**REQUIREMENT**
If a line in the listing below includes the string "white", pull it out.

**INFORMATION SHOWN**
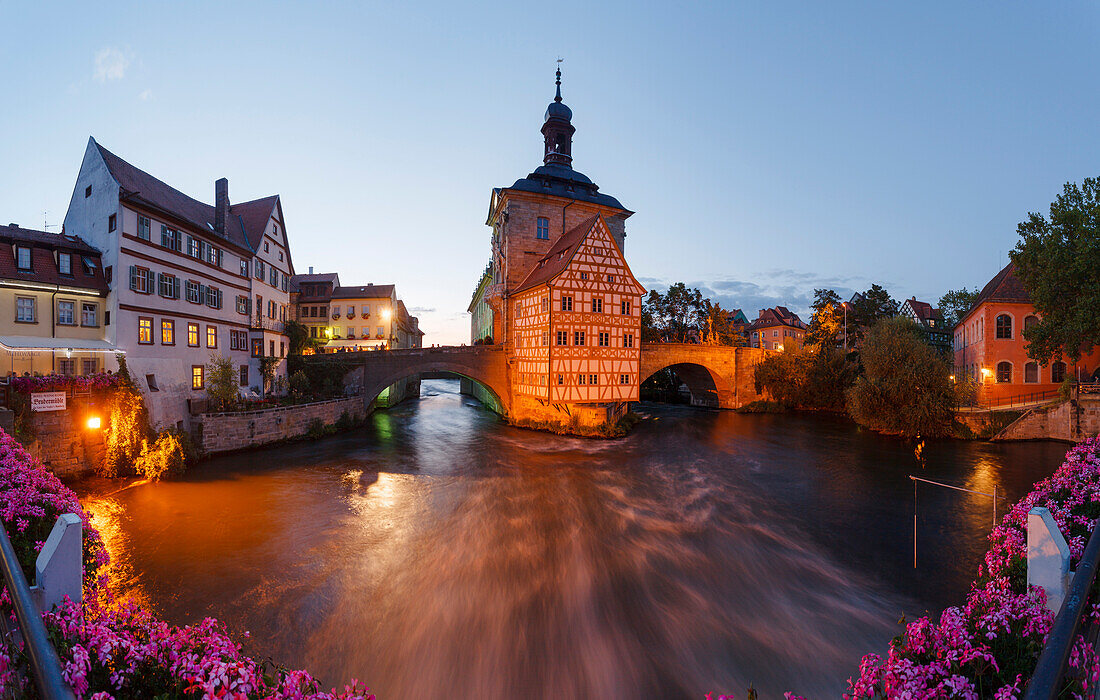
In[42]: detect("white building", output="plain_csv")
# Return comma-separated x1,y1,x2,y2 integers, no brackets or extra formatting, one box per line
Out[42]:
63,138,293,429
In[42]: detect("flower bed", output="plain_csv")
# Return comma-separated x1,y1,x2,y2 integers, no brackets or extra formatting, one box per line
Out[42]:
0,428,373,699
842,437,1100,698
9,373,121,394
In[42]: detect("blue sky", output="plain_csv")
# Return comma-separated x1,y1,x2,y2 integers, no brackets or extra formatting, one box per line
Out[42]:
2,1,1099,344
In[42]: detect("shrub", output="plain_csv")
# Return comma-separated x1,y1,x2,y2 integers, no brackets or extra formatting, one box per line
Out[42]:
102,381,148,477
334,410,359,431
133,430,187,481
205,354,239,412
753,347,858,410
846,317,955,437
306,418,328,439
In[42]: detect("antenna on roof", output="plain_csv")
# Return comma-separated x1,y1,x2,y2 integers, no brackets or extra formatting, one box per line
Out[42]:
42,211,56,232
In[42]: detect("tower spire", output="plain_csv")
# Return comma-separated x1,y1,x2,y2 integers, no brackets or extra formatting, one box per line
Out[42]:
555,58,563,102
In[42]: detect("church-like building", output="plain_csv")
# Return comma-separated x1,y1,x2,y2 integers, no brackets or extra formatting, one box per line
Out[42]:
469,69,644,431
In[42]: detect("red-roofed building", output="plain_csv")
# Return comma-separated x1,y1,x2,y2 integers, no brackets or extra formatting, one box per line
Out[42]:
953,262,1100,403
468,69,644,429
0,224,115,376
748,307,807,351
63,138,294,428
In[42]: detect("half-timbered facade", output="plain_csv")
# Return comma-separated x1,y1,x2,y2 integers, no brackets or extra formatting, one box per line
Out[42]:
512,215,644,405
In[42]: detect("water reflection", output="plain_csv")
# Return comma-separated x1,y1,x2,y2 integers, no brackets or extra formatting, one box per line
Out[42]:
72,380,1069,697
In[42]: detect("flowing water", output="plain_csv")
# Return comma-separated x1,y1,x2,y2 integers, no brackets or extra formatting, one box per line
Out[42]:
72,379,1070,697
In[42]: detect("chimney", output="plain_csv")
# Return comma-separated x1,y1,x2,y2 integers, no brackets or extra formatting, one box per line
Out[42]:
214,178,229,236
309,266,314,274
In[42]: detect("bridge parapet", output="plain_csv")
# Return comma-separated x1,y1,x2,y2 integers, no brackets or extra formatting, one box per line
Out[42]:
639,343,769,409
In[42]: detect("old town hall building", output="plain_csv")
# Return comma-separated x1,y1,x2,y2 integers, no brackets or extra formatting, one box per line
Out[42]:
470,69,644,430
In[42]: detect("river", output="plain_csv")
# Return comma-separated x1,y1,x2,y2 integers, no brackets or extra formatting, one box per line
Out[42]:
71,379,1069,697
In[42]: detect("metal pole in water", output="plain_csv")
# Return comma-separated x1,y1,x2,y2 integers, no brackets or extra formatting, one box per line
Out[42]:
913,479,917,569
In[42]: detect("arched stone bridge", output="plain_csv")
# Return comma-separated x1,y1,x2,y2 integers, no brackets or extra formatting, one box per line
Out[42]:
307,343,771,415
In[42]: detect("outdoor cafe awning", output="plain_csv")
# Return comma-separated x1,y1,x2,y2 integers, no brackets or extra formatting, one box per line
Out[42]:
0,336,121,353
321,338,385,351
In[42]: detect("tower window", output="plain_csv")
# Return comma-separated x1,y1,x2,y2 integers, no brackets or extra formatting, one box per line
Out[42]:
536,217,549,240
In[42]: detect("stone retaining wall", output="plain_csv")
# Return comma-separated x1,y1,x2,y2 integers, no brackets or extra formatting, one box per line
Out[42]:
992,399,1100,442
193,395,368,455
22,396,107,477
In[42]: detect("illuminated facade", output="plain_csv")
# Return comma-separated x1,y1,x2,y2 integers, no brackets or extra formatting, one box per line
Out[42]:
470,69,644,429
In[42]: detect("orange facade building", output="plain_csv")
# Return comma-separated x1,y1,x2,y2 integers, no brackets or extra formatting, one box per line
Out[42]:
954,262,1100,403
469,69,644,429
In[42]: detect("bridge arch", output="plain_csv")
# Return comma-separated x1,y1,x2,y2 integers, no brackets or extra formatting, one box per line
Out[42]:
640,362,734,409
318,347,512,416
359,363,508,415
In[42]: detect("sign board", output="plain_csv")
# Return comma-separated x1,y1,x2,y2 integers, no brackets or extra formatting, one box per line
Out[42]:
30,392,66,412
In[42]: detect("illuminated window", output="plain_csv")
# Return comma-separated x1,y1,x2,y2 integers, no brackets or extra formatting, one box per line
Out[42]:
188,323,199,347
191,365,204,390
161,319,175,344
207,326,218,348
138,317,153,344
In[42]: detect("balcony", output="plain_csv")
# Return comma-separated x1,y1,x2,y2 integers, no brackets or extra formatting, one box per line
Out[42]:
251,316,285,333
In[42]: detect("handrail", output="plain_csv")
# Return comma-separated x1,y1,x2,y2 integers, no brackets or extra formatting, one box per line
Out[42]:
1024,516,1100,699
0,522,76,700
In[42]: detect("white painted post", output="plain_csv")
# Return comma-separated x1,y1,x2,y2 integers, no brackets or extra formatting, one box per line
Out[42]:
30,513,82,613
1028,506,1072,612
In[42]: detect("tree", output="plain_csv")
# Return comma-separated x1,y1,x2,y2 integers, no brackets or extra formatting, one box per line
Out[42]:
938,288,979,326
845,317,955,438
285,320,318,356
205,354,239,411
258,356,281,398
642,283,705,342
753,346,857,410
805,288,843,349
700,300,744,345
1011,177,1100,364
849,284,898,343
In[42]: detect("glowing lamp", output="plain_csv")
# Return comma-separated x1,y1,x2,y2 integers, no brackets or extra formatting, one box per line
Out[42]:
981,367,992,377
86,416,101,430
949,374,955,382
776,344,784,352
381,308,392,321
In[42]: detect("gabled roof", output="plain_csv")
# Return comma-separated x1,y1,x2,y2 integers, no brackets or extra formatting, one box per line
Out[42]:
0,225,108,292
960,262,1031,324
94,139,280,256
902,297,942,322
331,284,396,300
290,272,340,293
748,306,807,330
514,214,598,293
514,214,644,296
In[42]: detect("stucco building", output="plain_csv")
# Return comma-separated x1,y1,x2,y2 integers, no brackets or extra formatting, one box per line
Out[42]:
469,69,644,429
0,224,115,375
748,307,806,351
953,262,1100,403
63,138,293,429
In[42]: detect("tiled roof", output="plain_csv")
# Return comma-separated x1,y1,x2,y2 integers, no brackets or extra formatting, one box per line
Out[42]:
503,164,629,213
748,306,807,330
0,225,108,292
903,297,942,322
290,272,340,293
514,215,600,294
961,262,1030,323
95,140,278,255
331,284,396,300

**OUTPUT FOR THIS EXERCISE**
In[42]: detect("white building", output="plain_csv")
In[42]: detect("white painted post", output="plain_csv")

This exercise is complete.